+++ EXTRACTO DEL DOCUMENTO

Así, México deja muy poco para invertir en otros rubros porque 96.9% del gasto educativo se destina a gasto corriente y, dentro de este concepto, 84.4% se canaliza a pago de maestros. Así, el país sólo dedica 3.1% al gasto capital, porcentaje menor al promedio de la OCDE, que es de 9%.
Casi hasta los últimos años del siglo XX la derecha quiere desacreditar la capacidad formativa de la escuela pública y para ello difama la educación laica. Durante un periodo prolongado se consigue muy poco, luego, al unificarse la perspectiva ideológica de las clases gobernantes, en el proceso que culmina con la adopción del neoliberalismo, se desata el ataque frontal a la educación pública, que es según sus detractores, muchos de ellos pagados por el Estado laico al que menosprecian, el refugio de los que no pueden ir a otra parte, el hacinadero de los carentes de acceso a la alta tecnología y a los compañeros de aulas que serán poderosos porque sus padres ya lo son. (A estas alturas ya da flojera fundar dinastías).

++++++
+++ SECCIÓN DE DATOS

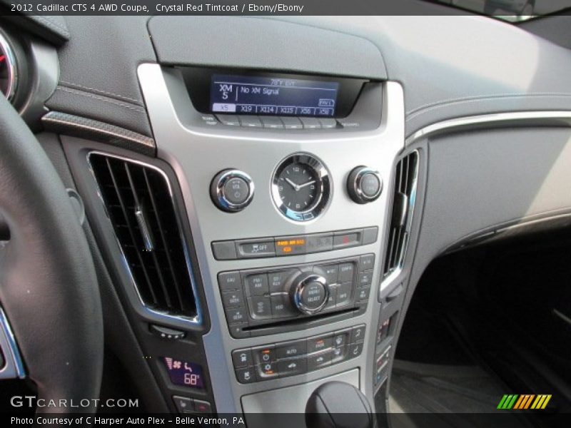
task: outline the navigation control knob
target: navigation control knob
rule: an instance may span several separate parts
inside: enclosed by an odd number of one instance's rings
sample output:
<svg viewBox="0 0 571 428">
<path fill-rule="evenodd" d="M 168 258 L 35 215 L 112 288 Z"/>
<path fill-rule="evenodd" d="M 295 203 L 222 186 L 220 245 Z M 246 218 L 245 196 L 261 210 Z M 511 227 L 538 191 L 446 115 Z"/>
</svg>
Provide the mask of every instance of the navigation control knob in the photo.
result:
<svg viewBox="0 0 571 428">
<path fill-rule="evenodd" d="M 329 299 L 329 286 L 318 275 L 302 274 L 293 282 L 291 300 L 293 305 L 305 315 L 316 314 L 325 307 Z"/>
<path fill-rule="evenodd" d="M 358 166 L 349 174 L 347 191 L 357 203 L 373 202 L 380 196 L 383 179 L 378 171 L 366 166 Z"/>
<path fill-rule="evenodd" d="M 214 205 L 223 211 L 241 211 L 252 201 L 254 183 L 250 175 L 243 171 L 224 170 L 213 179 L 210 195 Z"/>
</svg>

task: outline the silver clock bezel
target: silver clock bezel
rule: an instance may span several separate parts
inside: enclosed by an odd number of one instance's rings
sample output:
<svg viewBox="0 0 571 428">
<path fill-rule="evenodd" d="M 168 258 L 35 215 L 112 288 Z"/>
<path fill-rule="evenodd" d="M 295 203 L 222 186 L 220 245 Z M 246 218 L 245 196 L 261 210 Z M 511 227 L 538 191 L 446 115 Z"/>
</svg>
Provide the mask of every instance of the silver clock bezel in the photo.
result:
<svg viewBox="0 0 571 428">
<path fill-rule="evenodd" d="M 302 163 L 315 170 L 319 178 L 319 196 L 311 206 L 303 211 L 296 211 L 283 203 L 279 191 L 279 176 L 283 170 L 292 163 Z M 316 219 L 329 204 L 333 193 L 330 174 L 323 163 L 316 156 L 307 153 L 297 153 L 282 159 L 273 170 L 271 182 L 271 195 L 278 211 L 286 218 L 295 222 L 306 222 Z"/>
</svg>

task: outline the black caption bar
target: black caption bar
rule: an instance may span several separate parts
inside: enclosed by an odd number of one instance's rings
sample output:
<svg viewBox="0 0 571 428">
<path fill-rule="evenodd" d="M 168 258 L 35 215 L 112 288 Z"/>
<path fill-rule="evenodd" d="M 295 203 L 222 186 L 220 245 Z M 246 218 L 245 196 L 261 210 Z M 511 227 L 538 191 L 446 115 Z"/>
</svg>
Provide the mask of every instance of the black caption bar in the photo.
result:
<svg viewBox="0 0 571 428">
<path fill-rule="evenodd" d="M 462 9 L 450 0 L 0 0 L 3 15 L 462 15 L 495 14 L 482 8 Z M 505 0 L 505 1 L 517 0 Z M 567 1 L 567 0 L 562 0 Z M 571 0 L 568 0 L 571 6 Z M 450 7 L 453 4 L 454 7 Z M 448 6 L 447 6 L 447 4 Z M 480 10 L 481 9 L 482 10 Z M 515 11 L 501 11 L 515 15 Z"/>
</svg>

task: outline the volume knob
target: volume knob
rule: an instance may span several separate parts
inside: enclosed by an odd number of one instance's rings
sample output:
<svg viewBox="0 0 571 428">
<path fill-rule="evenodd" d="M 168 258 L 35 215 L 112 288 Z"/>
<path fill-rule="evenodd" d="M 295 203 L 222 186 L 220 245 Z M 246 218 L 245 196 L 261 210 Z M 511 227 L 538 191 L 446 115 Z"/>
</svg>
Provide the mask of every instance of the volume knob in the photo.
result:
<svg viewBox="0 0 571 428">
<path fill-rule="evenodd" d="M 254 183 L 250 175 L 243 171 L 224 170 L 212 180 L 210 195 L 214 205 L 223 211 L 236 213 L 252 201 Z"/>
<path fill-rule="evenodd" d="M 357 203 L 373 202 L 383 191 L 383 179 L 378 171 L 366 166 L 358 166 L 349 174 L 347 191 Z"/>
<path fill-rule="evenodd" d="M 329 299 L 329 286 L 318 275 L 303 275 L 293 282 L 291 299 L 294 306 L 305 315 L 315 314 L 323 309 Z"/>
</svg>

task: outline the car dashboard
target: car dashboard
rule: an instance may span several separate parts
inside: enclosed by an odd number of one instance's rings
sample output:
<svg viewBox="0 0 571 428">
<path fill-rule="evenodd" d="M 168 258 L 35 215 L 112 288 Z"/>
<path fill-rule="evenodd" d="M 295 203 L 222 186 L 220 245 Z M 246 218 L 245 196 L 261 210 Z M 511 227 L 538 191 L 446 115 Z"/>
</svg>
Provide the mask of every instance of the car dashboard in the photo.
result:
<svg viewBox="0 0 571 428">
<path fill-rule="evenodd" d="M 568 221 L 571 56 L 516 26 L 52 19 L 0 26 L 10 96 L 76 191 L 150 411 L 303 414 L 340 380 L 383 412 L 430 261 Z"/>
</svg>

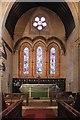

++++++

§ ACTIVIDADES REQUERIDAS:
[a] En el extracto sobre la educación en México, ¿qué porcentaje del gasto educativo se destina a gasto corriente?
[b] Prosigue el extracto sobre la educación pública en México a partir de su última oración.
Las entradas son un material aparte, sin relación con el extracto.

§ RESULTADOS DEL EJERCICIO:
[a] El 96.9% del gasto educativo se destina a gasto corriente.

[b]
El neoliberalismo mejora la propuesta. Da igual que la educación pública se componga de nacidos para perder, lo intolerable es que la educación media y superior no se haya convertido todavía en una zona de ganancia empresarial. Si no hay instrucción moral, allá su infierno populista, pero que haya quienes estudien sin pagar, eso rebasa la paciencia de la macroeconomía. A la OCDE ni siquiera le preocupa que la inmensa mayoría no pueda pagar. ¿Para qué nacieron si no tenían crédito?, podrían decir con lógica parecida a la metáfora de las coladeras.
Se da por sentado: enseñanza pública (y laica) es la propia de los “nacidos para perder”, de los que nunca tendrán acceso a los estímulos del desarrollo (viajes, facilidades de estudio, prestigio de clase). Esta operación contra la educación pública pretende no destruirla del todo (para qué, dejen la enseñanza primaria, está bien que los asalariados sepan leer y escribir), sino alabar lo rentable y, de paso, atestiguar la suerte atroz de la gleba, del populacho, de los cuales —asista al sorteo del destino— sólo un puñado se integra a la clase gobernante, mientras la mayoría, es de suponerse que por lealtad, se aferra a la base de la pirámide. Son innegables las limitaciones de la educación pública, como las de la privada, pero en el caso de la primera los dicterios de la élite no provienen de la observación y el análisis sino de la certidumbre: fuera de los centros educativos de la élite aparece el abismo.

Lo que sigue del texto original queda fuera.